Görev listesi →
a: Kuru fasulye haberinde "İstanbul Hoşdere’de üretilen" ifadesinden başlayıp "Meksikalıların olduğunu belirtti." ifadesi de dahil olmak üzere o noktaya kadar uzanan bölümü değiştirmeden yazdır.
b: Lütfen kuru fasulye haberine göre Mercedes Travego'ların testinin hangi pistte yapıldığını belirt.
c: Kuru fasulye haberini son cümlesinden sonra sürdür.

Metin alıntısı →

______________________________

Kuru fasulye yiyen otobüs şoförü bel ağrısı çekmezmiş

Güncelleme Tarihi:

Kuru fasulye yiyen otobüs şoförü bel ağrısı çekmezmiş
Oluşturulma Tarihi: Temmuz 05, 2006 00:00

İstanbul Hoşdere’de üretilen Mercedes Travego’ların testi için Almanya’nın Frankfurt yakınlarındaki Hockenheim Formula 1 pistindeyiz. Test sırasında Mercedes uzmanlarından biri, otobüslerin sürücü koltuğunda en sağlam oturanların Meksikalıların olduğunu belirtti.

"Çünkü, onlar kuru fasulyeyi çok yiyor" esprisi yapıyor. Uzman gülerek, espriyi biraz daha "açık" hale getiriyor: "Kuru fasulye yiyen sürücü, gaz çıkarmamak için kendini sıkar, dolayısıyla koltuğunda daha sağlam oturur. Böylece bel ve boyun ağrısı çekmekten kurtulur..."

______________________________

Veri materyali →
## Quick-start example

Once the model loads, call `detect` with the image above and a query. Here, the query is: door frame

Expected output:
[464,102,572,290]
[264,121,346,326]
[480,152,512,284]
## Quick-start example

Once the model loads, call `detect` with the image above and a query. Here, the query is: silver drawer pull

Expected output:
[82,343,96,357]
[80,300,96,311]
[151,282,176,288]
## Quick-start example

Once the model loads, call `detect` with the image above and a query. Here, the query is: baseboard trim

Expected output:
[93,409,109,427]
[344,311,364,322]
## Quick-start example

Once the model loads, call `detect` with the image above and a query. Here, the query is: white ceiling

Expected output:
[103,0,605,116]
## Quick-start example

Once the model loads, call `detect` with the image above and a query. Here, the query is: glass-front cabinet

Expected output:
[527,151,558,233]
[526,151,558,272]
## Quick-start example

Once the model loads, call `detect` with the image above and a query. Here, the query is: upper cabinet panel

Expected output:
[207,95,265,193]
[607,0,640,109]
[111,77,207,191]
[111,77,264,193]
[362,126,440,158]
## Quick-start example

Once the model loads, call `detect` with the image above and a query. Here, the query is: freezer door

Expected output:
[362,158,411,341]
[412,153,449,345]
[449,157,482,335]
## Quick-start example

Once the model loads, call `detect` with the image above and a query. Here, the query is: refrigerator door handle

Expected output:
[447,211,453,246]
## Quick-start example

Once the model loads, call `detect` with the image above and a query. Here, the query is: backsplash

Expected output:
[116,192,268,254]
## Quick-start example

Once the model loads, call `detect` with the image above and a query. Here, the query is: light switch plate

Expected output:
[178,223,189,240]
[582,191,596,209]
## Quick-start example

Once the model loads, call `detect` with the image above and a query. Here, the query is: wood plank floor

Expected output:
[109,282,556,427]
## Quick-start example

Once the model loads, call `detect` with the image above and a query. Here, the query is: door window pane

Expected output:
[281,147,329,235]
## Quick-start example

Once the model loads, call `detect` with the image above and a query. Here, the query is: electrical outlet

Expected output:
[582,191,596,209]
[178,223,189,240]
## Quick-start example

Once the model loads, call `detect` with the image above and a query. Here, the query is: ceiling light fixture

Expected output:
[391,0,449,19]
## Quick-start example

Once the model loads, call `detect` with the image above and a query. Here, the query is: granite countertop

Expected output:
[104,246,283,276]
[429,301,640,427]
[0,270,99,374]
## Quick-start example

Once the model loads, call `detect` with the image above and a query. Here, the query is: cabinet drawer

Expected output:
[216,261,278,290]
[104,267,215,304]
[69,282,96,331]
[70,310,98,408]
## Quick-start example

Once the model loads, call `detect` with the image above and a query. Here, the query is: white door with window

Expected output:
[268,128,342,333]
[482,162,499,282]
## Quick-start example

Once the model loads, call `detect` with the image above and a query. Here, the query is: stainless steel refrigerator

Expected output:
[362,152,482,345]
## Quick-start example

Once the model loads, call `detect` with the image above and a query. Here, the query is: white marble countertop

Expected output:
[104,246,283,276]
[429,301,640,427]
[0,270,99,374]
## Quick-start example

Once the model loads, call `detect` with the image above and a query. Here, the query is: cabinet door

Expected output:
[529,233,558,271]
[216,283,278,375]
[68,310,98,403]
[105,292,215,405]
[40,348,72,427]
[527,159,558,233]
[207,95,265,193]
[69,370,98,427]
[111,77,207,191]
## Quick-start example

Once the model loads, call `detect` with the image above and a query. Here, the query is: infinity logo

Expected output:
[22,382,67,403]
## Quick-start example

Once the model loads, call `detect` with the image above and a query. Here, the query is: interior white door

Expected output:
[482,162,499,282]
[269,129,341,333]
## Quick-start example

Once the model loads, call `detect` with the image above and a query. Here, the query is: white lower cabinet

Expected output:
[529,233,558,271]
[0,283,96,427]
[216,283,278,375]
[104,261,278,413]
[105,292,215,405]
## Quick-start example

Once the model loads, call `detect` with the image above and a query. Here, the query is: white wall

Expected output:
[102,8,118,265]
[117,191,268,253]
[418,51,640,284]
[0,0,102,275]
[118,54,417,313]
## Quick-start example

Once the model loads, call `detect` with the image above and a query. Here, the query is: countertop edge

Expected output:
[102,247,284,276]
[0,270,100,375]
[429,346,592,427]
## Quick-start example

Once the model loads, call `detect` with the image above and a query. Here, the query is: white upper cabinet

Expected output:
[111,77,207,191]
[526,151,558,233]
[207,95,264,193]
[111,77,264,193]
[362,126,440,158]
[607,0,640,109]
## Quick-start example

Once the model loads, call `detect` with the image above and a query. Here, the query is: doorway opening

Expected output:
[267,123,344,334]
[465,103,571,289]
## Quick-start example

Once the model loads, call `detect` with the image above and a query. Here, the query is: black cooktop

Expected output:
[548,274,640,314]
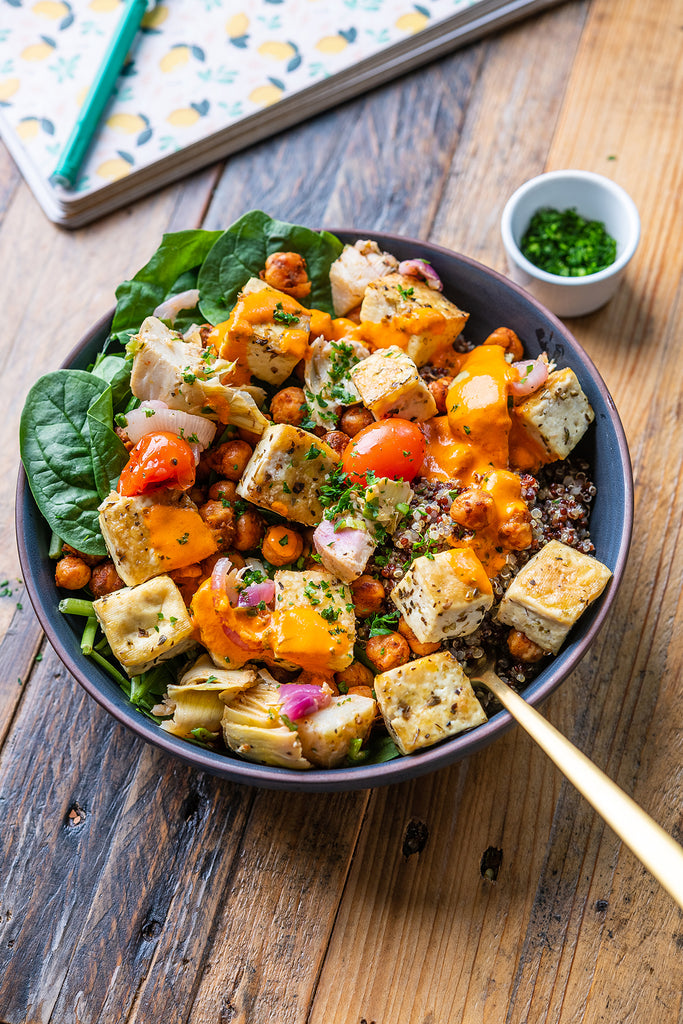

______________________________

Görevlerin yanıtları →
a:
İstanbul Hoşdere’de üretilen Mercedes Travego’ların testi için Almanya’nın Frankfurt yakınlarındaki Hockenheim Formula 1 pistindeyiz. Test sırasında Mercedes uzmanlarından biri, otobüslerin sürücü koltuğunda en sağlam oturanların Meksikalıların olduğunu belirtti.

b: Test, Almanya'nın Frankfurt yakınlarındaki Hockenheim Formula 1 pistinde yapılıyor.

c:
Almanya’nın Frankfurt yakınlarındaki Hockenheim Formula 1 pistindeyiz... Pistin her bölümünde ayrı programlar var... Bir yandan Formula 1 araçlarıyla çalışma yapanlar, diğer tarafta motosiklet turları... Bir başka uçta, kendi aracıyla gelip, "ileri sürüş tekniği eğitimi" alanlar dikkati çekiyor...

Pistin bir bölümünde de bizimle birlikte 10 ülkeden 30 dolayında gazeteciyi, İstanbul Hoşdere’deki Mercedes-Benz Türkiye tesislerinde üretilmiş 4 adet Travego otobüs bekliyor...

Sabah saat 09.00’da başlayan programda öncelik kısa bir "ön teorik eğitim"e verilmiş... İki uzman, otobüs kullanmanın teknik özelliklerini, aracın nasıl rahat ve kurallara uygun kullanılabileceğini anlatıyor.

Uzmanlaran biri, otobüs şoförünü yanıbaşındaki sandalyeye oturtup, elindeki sopayı direksiyon simidi gibi tutuyor. Şoför, ayaklarını yerden kesip, sırtını dayamadan sandalyede oturuyor, iki eliyle de sopaya sarılmış bekliyor.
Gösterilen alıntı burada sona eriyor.